> _RECORDS FOR THIS TASK_:

[Start of section]

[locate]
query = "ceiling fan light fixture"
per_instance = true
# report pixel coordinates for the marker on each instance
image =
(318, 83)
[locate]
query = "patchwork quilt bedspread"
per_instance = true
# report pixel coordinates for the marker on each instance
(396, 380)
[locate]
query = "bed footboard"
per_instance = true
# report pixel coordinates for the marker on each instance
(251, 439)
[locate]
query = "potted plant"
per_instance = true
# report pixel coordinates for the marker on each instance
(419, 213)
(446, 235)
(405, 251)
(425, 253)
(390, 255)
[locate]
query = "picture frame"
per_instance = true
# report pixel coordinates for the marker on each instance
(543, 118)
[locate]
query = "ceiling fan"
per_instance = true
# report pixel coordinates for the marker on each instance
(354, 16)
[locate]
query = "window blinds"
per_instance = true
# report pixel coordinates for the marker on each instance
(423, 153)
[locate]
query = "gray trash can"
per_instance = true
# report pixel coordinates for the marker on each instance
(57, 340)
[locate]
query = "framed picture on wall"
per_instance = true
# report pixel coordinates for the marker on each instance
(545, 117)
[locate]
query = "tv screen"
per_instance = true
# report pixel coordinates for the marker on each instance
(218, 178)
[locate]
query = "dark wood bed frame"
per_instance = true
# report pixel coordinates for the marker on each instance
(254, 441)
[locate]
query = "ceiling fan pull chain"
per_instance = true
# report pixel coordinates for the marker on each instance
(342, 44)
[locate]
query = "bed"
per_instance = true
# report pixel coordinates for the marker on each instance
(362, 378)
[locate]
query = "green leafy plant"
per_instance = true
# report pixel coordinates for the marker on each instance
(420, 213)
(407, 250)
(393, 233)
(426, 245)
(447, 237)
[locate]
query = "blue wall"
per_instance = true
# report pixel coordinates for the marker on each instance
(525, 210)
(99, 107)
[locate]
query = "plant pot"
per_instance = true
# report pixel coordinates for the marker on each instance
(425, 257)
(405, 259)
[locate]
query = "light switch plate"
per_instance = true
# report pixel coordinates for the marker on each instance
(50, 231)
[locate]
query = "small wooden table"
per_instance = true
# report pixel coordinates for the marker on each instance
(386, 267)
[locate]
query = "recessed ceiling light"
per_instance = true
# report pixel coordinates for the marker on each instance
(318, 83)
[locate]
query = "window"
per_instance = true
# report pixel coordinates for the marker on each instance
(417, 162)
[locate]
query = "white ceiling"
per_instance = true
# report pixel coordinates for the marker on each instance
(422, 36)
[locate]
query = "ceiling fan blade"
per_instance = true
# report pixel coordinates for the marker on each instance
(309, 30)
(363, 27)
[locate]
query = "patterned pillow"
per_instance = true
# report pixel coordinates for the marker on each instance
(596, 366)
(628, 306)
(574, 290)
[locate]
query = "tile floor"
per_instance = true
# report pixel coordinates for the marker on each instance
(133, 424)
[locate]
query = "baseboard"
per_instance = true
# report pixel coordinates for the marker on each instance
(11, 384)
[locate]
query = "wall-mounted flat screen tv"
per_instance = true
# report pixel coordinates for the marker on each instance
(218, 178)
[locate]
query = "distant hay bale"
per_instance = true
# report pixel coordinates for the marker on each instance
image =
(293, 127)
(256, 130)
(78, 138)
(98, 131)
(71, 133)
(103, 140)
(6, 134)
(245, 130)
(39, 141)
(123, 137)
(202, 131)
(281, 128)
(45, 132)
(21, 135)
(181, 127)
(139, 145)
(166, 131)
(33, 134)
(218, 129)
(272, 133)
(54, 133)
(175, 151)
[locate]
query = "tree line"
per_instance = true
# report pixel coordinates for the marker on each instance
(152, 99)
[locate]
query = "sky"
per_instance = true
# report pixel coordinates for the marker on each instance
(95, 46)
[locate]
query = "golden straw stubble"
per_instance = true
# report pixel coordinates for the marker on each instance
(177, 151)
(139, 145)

[End of section]
[Start of section]

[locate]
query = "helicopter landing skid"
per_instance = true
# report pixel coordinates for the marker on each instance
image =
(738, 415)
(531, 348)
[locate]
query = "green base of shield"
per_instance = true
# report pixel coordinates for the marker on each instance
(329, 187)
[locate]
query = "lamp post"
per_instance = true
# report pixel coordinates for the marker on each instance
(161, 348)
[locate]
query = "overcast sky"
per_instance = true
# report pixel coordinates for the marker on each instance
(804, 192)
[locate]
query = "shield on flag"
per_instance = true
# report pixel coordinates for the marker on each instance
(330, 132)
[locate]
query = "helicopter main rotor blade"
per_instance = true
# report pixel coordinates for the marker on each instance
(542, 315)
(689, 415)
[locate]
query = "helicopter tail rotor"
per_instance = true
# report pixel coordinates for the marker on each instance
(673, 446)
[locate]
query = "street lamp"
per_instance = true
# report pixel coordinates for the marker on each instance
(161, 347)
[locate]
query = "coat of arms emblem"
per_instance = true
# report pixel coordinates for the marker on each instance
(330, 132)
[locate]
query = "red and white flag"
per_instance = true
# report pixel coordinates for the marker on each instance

[End of section]

> _WHAT NEEDS TO BE DONE_: For the word "screen", count the lines of the listing above that hold it; the number alone is the answer.

> _OUTPUT_: 2